## YANG DIHARAPKAN
Kutip setiap baris dalam entri di bawah ini yang memuat kata "dark".

## CUPLIKAN DATASET

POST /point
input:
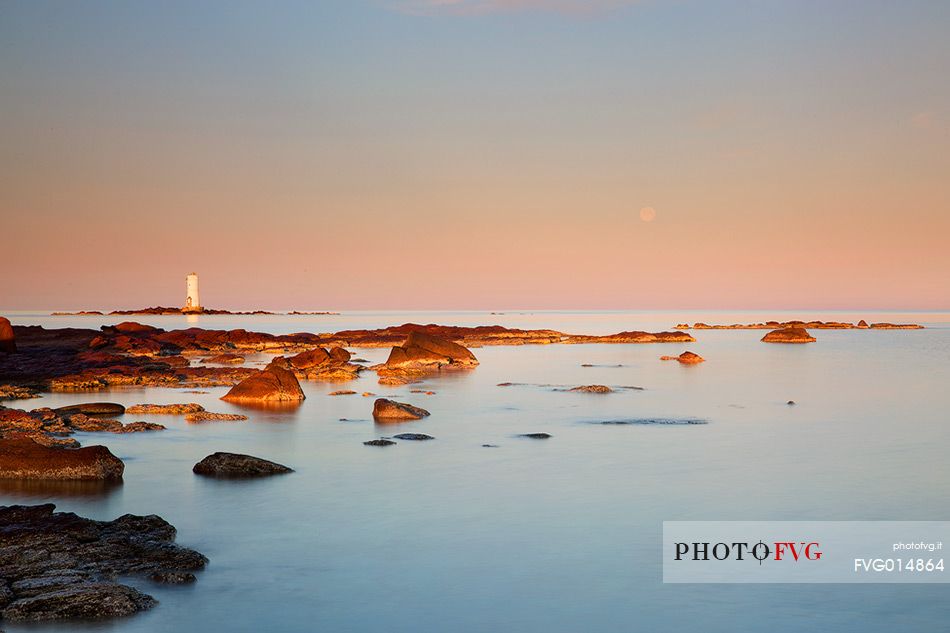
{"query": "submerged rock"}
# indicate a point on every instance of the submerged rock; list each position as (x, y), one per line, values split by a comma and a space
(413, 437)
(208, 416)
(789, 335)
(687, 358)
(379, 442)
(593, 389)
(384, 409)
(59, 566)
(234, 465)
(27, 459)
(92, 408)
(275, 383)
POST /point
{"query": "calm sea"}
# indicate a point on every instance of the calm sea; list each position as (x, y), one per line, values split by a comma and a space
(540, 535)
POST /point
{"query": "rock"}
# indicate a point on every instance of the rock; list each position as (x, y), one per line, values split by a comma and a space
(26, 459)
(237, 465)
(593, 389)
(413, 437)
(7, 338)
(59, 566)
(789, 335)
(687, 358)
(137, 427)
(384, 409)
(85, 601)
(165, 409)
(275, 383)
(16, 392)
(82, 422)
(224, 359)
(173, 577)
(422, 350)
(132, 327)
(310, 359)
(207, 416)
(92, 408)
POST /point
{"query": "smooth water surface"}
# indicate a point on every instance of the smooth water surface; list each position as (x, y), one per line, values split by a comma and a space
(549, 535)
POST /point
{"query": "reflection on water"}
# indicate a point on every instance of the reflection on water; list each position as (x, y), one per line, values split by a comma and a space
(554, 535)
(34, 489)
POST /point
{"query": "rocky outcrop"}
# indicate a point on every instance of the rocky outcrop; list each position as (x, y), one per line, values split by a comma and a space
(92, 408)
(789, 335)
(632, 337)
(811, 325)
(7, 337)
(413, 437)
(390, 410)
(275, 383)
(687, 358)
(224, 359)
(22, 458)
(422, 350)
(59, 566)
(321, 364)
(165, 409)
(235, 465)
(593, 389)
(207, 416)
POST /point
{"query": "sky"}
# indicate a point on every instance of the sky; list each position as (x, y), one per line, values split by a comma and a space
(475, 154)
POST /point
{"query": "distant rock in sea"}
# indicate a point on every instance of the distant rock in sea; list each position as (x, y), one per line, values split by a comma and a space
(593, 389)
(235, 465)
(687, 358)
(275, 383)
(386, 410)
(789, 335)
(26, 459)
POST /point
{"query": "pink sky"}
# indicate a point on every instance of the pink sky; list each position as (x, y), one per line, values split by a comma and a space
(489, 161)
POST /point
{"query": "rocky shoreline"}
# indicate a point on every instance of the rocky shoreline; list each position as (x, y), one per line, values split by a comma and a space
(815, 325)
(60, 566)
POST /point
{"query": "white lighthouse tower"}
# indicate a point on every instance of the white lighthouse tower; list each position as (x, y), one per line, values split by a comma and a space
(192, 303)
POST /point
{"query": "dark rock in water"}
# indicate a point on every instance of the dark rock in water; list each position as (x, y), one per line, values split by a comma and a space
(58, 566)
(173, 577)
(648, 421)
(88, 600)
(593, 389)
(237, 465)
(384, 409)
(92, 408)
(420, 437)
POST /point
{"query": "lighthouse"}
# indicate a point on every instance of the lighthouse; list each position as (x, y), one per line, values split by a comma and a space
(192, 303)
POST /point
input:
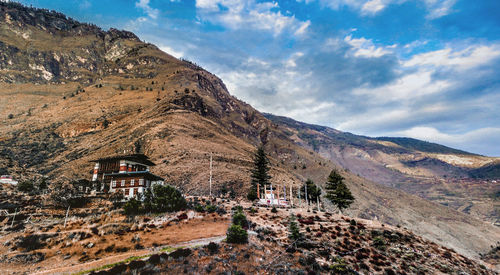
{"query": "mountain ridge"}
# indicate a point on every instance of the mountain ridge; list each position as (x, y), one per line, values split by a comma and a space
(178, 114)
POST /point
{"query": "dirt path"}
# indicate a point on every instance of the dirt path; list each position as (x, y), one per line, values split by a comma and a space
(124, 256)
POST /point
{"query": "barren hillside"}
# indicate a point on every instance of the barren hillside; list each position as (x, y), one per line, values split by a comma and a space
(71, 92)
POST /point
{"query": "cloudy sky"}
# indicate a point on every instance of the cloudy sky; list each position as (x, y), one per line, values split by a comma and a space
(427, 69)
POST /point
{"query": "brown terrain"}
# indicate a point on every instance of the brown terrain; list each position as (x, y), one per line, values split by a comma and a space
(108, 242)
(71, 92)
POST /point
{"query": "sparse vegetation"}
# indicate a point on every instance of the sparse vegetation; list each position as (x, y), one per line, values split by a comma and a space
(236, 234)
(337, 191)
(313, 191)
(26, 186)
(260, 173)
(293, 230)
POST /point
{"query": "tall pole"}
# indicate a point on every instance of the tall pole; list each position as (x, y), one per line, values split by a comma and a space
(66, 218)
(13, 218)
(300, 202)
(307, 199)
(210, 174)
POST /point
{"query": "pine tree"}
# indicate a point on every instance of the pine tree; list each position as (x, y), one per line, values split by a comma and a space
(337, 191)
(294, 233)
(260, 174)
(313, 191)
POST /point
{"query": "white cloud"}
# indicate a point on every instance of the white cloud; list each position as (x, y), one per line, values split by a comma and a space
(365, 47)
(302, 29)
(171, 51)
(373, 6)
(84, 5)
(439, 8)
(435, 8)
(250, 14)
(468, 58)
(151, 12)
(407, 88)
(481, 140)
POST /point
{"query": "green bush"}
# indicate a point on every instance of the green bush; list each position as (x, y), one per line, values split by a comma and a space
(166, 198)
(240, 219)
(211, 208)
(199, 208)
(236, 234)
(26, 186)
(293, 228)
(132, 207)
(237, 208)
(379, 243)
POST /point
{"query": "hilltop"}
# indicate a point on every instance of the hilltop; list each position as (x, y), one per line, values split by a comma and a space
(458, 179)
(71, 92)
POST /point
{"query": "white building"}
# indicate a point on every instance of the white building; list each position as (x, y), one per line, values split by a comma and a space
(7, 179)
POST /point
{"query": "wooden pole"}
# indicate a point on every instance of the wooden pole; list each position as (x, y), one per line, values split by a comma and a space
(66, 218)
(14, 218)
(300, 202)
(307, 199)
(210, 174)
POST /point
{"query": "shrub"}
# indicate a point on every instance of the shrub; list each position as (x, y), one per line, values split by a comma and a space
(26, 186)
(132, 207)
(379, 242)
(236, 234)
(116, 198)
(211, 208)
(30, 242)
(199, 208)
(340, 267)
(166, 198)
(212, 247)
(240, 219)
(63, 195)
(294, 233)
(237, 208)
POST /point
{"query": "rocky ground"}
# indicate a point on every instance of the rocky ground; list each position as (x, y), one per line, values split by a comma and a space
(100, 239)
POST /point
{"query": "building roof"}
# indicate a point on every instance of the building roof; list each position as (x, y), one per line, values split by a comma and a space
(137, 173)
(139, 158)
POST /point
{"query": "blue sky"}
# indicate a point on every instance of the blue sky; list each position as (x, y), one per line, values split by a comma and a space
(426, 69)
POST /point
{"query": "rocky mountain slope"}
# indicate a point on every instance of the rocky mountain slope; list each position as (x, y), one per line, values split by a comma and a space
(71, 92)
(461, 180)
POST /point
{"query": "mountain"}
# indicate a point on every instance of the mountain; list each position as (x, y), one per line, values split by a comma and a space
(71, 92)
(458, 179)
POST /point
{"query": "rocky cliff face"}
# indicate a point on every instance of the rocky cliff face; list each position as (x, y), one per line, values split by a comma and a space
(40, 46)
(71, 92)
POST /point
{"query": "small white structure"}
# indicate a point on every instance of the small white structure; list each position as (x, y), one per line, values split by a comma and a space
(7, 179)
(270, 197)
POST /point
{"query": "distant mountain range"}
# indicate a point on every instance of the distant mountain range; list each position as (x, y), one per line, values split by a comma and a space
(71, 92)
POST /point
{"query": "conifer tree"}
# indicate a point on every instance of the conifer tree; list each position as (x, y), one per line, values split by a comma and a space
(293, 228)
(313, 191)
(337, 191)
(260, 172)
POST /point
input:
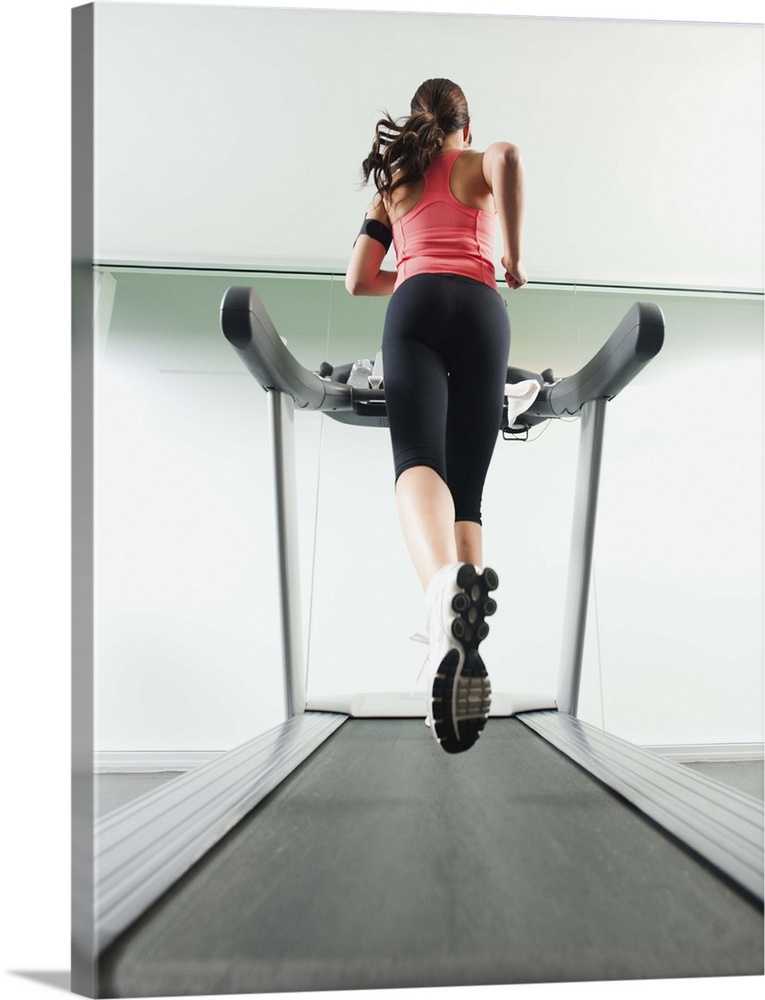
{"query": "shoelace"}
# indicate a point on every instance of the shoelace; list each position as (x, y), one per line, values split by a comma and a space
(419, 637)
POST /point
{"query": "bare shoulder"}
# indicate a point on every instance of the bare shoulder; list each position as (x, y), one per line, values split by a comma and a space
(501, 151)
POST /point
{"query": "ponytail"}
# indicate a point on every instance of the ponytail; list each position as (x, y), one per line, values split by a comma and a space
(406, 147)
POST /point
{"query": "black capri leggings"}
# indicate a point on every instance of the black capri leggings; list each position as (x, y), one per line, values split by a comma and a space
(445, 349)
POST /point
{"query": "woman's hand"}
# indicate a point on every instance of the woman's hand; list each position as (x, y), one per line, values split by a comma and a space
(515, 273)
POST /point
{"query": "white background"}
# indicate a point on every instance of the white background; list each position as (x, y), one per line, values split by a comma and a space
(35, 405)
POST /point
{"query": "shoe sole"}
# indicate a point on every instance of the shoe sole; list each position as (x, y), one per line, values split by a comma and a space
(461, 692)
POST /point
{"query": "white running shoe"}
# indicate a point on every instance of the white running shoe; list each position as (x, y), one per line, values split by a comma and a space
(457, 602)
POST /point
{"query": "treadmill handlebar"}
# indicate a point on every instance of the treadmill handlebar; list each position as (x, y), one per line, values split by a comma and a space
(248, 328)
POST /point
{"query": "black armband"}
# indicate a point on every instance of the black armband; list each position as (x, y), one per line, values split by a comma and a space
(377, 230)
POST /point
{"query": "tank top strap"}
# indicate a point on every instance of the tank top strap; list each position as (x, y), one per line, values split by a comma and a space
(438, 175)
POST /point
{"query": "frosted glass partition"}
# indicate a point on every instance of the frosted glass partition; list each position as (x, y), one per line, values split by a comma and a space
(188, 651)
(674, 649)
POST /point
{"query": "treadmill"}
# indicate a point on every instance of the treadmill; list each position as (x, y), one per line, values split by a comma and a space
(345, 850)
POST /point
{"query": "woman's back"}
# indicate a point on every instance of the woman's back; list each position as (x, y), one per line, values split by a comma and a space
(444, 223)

## JAWABAN YANG DIHARAPKAN
{"query": "dark rock in water"}
# indicate a point on every instance of the dark rock in water; list each position as (x, y), one per line, values split by a comma and a space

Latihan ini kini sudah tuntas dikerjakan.